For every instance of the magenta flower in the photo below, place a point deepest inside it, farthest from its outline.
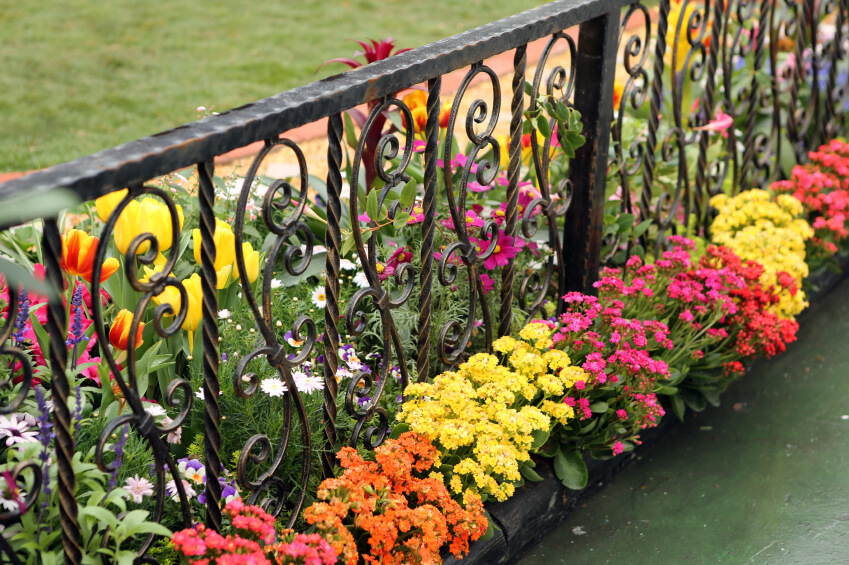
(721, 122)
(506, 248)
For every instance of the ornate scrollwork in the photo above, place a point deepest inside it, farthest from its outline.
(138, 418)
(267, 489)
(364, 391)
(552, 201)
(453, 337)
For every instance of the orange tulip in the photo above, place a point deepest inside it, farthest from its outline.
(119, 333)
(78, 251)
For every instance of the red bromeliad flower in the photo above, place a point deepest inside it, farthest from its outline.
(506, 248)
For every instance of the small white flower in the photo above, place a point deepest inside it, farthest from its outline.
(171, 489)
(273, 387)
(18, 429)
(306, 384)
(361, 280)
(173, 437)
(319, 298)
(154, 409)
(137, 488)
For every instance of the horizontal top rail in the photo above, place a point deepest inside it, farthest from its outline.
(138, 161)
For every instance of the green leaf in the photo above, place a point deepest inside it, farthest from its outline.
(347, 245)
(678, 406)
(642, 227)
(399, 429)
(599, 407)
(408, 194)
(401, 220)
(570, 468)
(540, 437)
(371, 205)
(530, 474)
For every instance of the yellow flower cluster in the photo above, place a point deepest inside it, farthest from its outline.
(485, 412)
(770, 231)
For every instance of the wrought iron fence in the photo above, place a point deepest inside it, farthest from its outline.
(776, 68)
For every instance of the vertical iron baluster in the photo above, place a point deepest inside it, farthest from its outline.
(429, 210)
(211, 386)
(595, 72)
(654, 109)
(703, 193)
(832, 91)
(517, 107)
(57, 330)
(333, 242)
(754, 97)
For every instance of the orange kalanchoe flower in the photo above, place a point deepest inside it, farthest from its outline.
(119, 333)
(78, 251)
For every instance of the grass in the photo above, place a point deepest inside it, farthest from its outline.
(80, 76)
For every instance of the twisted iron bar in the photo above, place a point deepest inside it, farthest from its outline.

____________

- [WORK ITEM]
Output all entries unchanged; skip the pictures.

- [SOLUTION FOR THIS PROBLEM]
For every instance of the magenta flower in the photo below, place a point deepest inside it, farthest from its outline.
(721, 122)
(506, 248)
For every instance of the ornate scrollwork in the photo above, place a point deepest inside it, farthest from its outline.
(138, 418)
(267, 489)
(364, 391)
(552, 201)
(453, 337)
For every instance of the orange tulip in the photo above, place a point deepest inside it, farthest from its outline.
(119, 333)
(78, 251)
For every instance of the red bromeliad flower in the photo above, place a point deepest inside it, farthest from its outline.
(506, 248)
For every instance of the small white flower in the photo above, place a point deepest inside it, farthest from its outline.
(171, 489)
(273, 387)
(18, 429)
(306, 384)
(361, 280)
(173, 437)
(319, 298)
(154, 409)
(137, 488)
For every instance of the horizontal top rail in the photo above, place a point deepest inside it, farthest from its outline.
(138, 161)
For every instance of the green leaf in the photo above, place a point deepest inside it, farthest from its outline.
(347, 245)
(678, 406)
(642, 227)
(399, 429)
(599, 407)
(408, 194)
(401, 220)
(570, 468)
(540, 437)
(371, 205)
(530, 474)
For every instance of the yellow flower cluster in the photo above, place a point deepest inside it, farthest from its outline.
(485, 412)
(770, 231)
For every instance of the wrought iron fence in the photo above, place a point deepest inside it, farthest from its outline.
(776, 68)
For every instance of the vertical iron baluster in the photo above, place a point deepest inside it, farthest from its outline.
(429, 210)
(211, 386)
(595, 72)
(654, 109)
(703, 193)
(832, 91)
(517, 107)
(57, 330)
(333, 242)
(754, 97)
For every instance of the orange kalanchoe flower in the photo above, place a point deepest inside it, farthest from its outline.
(119, 333)
(78, 251)
For every instance of the grass in the photo above, place a point deepest inside it, farthest from its outline.
(80, 76)
For every instance of the twisted iron bar in the photo above, place a point deepest inside it, farthest from its outline.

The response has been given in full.